====== Quoted passage ======
Chico State Overcomes Hiring Challenges in Fundraising
From the Nominator
As we emerged from COVID-19 in 2022, universities faced a world wildly different from the one we left. It was an employees’ market—everyone wanted to work from home, and experienced fundraisers were in high demand. At Chico State, we lost most of our development professionals during or after the pandemic, and replacing them proved difficult. Our budget was fixed, and they demanded almost twice what we had been paying. We experimented with hiring amateurs and training them. It failed. In 2023, we shifted gears and pursued quality over quantity, decreasing our development officer count from eight to five and bringing in experienced professionals at a higher cost. We assigned them multiple colleges, but the workload was too much. How could we most effectively leverage these experienced (and expensive) professionals? The solution was two-pronged. First, we shrank their territory, limiting them to a one-day travel radius. Next, we asked our foundation board to fund an experiment. We found that retired professional fundraisers with years of great experience loved the idea of returning to work part-time (saving us the expense of paying benefits). Then, we created a team of six outreach managers who work with the frontline fundraisers, managing their lists and scheduling meetings with potential new donors. Not only do they do the groundwork for solicitations and donor stewardship (at a lower cost than the fundraisers’ time for the same effort), but we’ve created a pipeline of fundraisers-in-training, learning the ropes through their close working relationships with the professionals.
From the Judges
Chico's project was straightforward and simple to understand, hire better people for more money. Narrowing the travel radius, cutting time on the road and having outreach people to take care of the groundwork were all great ideas. While the upfront cost was expensive, the dividends really seemed to pay off in the end.
======
**What to produce:**
Decide whether each statement agrees with the text on Chico State's fundraising hires, answering yes or no and quoting the exact words that settle it. (a) In 2023 the number of development officers went from eight to five. (b) Training amateur hires proved successful. (c) The retired fundraisers came back to work full-time.
====== Extracted records ======
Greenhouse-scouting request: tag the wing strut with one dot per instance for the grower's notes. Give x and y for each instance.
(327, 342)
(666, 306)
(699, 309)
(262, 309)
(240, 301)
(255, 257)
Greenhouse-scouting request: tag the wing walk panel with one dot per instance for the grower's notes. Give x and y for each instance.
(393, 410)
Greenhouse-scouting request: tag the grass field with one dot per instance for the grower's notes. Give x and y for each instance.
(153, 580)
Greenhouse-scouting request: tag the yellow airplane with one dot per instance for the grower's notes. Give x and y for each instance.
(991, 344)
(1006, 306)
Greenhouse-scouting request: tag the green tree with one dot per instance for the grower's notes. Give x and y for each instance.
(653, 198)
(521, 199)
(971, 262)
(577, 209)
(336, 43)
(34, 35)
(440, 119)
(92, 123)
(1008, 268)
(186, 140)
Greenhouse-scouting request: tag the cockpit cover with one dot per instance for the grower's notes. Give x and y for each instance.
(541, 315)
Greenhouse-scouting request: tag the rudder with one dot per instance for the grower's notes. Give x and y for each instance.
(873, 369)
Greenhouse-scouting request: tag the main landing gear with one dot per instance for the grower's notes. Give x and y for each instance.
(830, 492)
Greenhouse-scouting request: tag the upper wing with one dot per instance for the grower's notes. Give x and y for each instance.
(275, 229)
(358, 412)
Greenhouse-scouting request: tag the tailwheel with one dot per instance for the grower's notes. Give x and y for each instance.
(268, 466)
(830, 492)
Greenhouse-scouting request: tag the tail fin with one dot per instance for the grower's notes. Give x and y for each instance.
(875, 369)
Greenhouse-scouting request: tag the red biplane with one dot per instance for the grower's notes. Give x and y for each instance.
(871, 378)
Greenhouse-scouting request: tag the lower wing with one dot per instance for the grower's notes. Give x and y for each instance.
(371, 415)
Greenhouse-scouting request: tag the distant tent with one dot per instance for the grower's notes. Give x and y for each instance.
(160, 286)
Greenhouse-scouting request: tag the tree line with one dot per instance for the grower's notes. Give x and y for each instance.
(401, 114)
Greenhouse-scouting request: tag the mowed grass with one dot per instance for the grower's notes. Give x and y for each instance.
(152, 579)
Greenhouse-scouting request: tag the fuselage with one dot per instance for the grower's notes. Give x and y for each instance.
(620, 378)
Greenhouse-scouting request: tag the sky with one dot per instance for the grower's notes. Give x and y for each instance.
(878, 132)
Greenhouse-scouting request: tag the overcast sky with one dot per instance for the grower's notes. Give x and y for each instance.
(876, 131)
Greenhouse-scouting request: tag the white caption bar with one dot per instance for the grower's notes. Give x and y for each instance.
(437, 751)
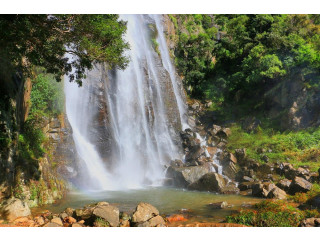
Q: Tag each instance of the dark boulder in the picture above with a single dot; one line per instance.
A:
(243, 186)
(284, 184)
(241, 155)
(262, 189)
(212, 182)
(300, 185)
(277, 193)
(108, 213)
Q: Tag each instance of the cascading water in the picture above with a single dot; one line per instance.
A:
(80, 113)
(165, 56)
(145, 111)
(138, 108)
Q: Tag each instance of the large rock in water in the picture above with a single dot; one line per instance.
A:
(14, 208)
(108, 213)
(300, 185)
(184, 176)
(277, 193)
(147, 215)
(212, 182)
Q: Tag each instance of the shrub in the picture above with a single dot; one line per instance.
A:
(268, 214)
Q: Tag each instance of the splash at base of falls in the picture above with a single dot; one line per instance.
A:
(140, 111)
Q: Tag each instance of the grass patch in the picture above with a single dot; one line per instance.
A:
(99, 222)
(296, 147)
(270, 213)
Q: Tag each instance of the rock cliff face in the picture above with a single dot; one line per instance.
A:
(36, 181)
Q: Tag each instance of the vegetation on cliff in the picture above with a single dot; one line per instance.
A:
(35, 52)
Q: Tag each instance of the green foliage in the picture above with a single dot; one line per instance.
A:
(44, 40)
(257, 51)
(298, 148)
(269, 214)
(47, 97)
(194, 51)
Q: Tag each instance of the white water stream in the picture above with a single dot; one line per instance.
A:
(138, 114)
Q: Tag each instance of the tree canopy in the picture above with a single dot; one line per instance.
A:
(46, 40)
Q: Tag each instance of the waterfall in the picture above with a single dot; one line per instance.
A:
(165, 56)
(80, 112)
(144, 114)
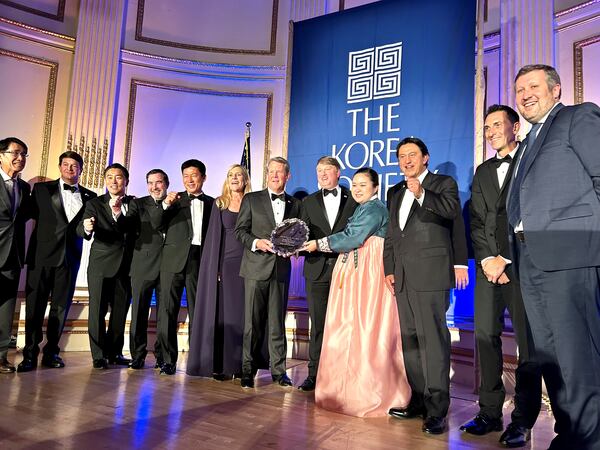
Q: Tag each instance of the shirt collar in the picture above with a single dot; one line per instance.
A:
(61, 183)
(5, 176)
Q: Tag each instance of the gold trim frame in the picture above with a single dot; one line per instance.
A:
(60, 10)
(578, 65)
(132, 103)
(141, 38)
(47, 132)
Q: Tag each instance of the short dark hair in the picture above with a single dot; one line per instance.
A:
(280, 160)
(329, 160)
(413, 140)
(161, 172)
(117, 166)
(370, 173)
(5, 143)
(73, 155)
(194, 163)
(552, 77)
(510, 113)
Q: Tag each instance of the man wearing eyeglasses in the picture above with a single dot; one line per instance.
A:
(14, 212)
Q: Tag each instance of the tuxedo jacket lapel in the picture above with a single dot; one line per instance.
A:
(266, 204)
(55, 197)
(343, 200)
(4, 197)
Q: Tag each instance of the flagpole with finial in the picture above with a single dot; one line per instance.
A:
(245, 163)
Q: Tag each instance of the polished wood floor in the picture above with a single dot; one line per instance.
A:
(81, 408)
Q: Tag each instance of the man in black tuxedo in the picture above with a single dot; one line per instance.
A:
(105, 219)
(14, 212)
(266, 275)
(494, 293)
(418, 261)
(325, 212)
(553, 210)
(185, 220)
(145, 266)
(53, 259)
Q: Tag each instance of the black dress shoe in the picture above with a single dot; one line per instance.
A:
(308, 385)
(167, 369)
(409, 412)
(481, 425)
(137, 363)
(434, 425)
(6, 367)
(119, 360)
(27, 365)
(283, 380)
(101, 364)
(247, 381)
(53, 362)
(515, 436)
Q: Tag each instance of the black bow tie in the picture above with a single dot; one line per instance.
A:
(499, 161)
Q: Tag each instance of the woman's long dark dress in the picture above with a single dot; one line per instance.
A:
(216, 339)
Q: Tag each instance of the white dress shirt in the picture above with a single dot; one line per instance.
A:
(408, 200)
(332, 205)
(71, 201)
(197, 211)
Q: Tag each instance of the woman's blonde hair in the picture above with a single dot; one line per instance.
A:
(224, 199)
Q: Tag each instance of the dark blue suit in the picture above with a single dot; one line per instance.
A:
(559, 193)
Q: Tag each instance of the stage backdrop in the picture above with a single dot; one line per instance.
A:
(365, 78)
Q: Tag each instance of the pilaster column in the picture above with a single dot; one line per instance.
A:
(527, 37)
(94, 85)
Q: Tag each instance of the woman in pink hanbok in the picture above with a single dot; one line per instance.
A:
(361, 370)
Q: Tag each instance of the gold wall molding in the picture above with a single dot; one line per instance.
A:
(578, 47)
(135, 83)
(139, 36)
(59, 15)
(50, 96)
(94, 160)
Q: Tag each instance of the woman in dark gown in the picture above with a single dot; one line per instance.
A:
(217, 334)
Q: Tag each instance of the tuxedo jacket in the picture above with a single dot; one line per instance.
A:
(315, 216)
(112, 247)
(12, 226)
(177, 223)
(489, 223)
(147, 217)
(54, 239)
(560, 192)
(422, 254)
(256, 221)
(459, 237)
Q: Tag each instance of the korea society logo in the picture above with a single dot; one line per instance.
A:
(374, 73)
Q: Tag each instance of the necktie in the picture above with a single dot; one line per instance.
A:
(498, 161)
(514, 202)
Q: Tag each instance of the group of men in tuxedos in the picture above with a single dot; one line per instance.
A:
(143, 246)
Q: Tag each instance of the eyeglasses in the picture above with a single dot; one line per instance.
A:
(16, 154)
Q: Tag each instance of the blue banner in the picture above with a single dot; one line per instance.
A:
(364, 78)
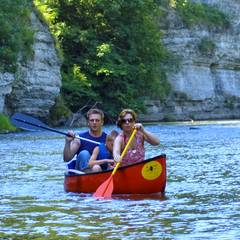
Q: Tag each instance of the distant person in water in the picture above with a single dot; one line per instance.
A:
(83, 149)
(136, 152)
(102, 158)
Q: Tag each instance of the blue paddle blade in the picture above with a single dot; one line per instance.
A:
(26, 122)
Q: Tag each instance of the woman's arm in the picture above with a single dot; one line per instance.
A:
(148, 136)
(117, 148)
(93, 158)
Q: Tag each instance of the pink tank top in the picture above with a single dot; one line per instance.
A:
(136, 153)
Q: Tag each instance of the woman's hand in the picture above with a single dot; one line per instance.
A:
(70, 136)
(139, 127)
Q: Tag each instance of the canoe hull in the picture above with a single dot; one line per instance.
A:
(141, 178)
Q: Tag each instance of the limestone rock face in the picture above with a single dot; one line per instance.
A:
(209, 84)
(36, 84)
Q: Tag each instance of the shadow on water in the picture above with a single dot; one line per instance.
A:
(202, 199)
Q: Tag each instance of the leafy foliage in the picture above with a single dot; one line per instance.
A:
(16, 35)
(112, 51)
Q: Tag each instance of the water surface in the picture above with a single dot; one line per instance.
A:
(202, 193)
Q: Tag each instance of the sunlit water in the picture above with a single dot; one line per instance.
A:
(202, 194)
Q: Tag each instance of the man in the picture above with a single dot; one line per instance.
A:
(81, 146)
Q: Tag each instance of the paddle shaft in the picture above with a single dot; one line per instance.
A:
(125, 150)
(54, 130)
(106, 188)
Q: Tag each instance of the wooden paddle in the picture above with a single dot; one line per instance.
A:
(29, 123)
(105, 189)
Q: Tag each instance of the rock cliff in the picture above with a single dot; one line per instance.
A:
(36, 84)
(207, 85)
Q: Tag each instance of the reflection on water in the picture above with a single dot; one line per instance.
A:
(202, 197)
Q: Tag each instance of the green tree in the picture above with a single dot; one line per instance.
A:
(112, 52)
(16, 34)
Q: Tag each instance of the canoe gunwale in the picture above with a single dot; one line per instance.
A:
(119, 169)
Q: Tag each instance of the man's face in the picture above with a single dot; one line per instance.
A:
(95, 122)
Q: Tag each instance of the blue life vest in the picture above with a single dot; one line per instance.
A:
(89, 146)
(104, 154)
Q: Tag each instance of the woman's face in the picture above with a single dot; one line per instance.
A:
(127, 122)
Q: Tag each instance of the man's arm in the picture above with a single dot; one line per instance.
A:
(71, 147)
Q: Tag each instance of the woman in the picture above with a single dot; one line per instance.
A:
(136, 152)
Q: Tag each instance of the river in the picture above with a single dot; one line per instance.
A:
(202, 194)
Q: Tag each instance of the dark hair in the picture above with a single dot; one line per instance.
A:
(95, 111)
(112, 135)
(123, 113)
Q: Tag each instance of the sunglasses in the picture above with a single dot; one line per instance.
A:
(127, 120)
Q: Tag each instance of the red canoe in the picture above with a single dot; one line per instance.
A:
(144, 177)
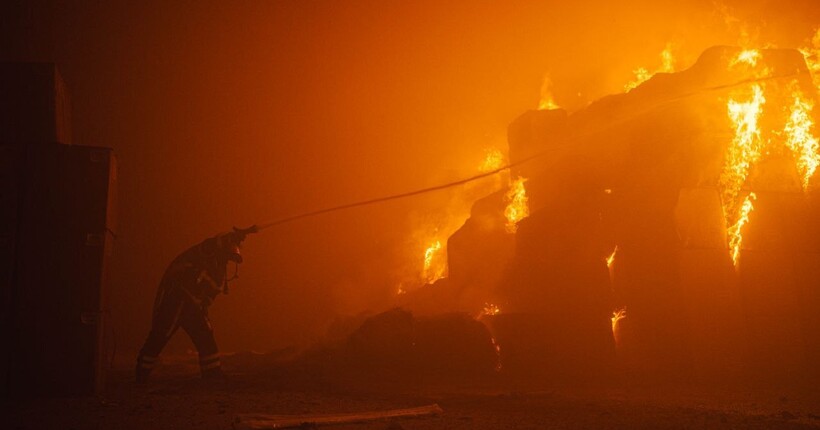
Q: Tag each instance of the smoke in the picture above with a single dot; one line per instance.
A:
(233, 113)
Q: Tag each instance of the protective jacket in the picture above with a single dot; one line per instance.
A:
(188, 287)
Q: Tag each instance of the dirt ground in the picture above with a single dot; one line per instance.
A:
(177, 398)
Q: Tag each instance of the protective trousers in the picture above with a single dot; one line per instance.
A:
(176, 309)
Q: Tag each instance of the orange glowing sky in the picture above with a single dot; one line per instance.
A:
(232, 113)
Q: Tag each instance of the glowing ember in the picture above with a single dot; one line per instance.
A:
(743, 152)
(547, 102)
(799, 138)
(611, 258)
(490, 309)
(517, 208)
(747, 56)
(617, 316)
(435, 263)
(642, 74)
(735, 231)
(493, 160)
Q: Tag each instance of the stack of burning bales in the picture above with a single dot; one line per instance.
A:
(688, 201)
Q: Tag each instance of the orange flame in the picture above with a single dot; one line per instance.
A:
(493, 160)
(497, 348)
(547, 101)
(435, 263)
(490, 309)
(517, 207)
(812, 55)
(741, 155)
(735, 236)
(617, 316)
(799, 138)
(611, 258)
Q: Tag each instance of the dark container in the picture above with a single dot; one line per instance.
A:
(34, 105)
(58, 285)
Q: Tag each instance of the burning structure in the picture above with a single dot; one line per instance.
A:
(689, 199)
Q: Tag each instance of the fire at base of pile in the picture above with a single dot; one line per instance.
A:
(711, 206)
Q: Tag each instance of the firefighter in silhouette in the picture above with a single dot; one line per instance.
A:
(190, 284)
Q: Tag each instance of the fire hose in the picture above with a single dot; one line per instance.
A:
(259, 227)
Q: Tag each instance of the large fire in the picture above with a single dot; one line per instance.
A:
(517, 207)
(741, 155)
(799, 138)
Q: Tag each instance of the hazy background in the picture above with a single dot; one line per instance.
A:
(240, 112)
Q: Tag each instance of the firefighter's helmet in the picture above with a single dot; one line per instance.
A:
(228, 246)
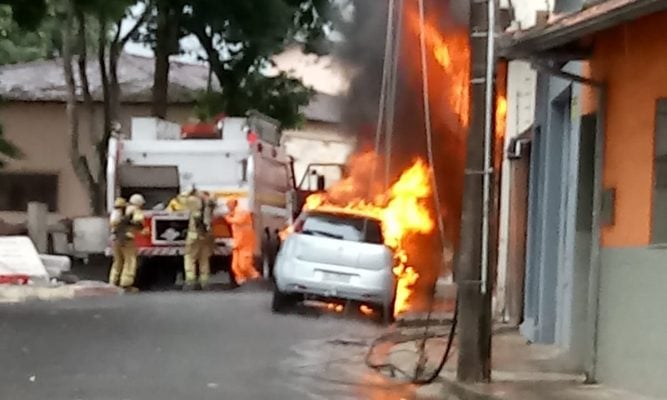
======
**Exercise solution:**
(a) Yes: "decreasing our development officer count from eight to five"
(b) No: "We experimented with hiring amateurs and training them. It failed."
(c) No: "loved the idea of returning to work part-time"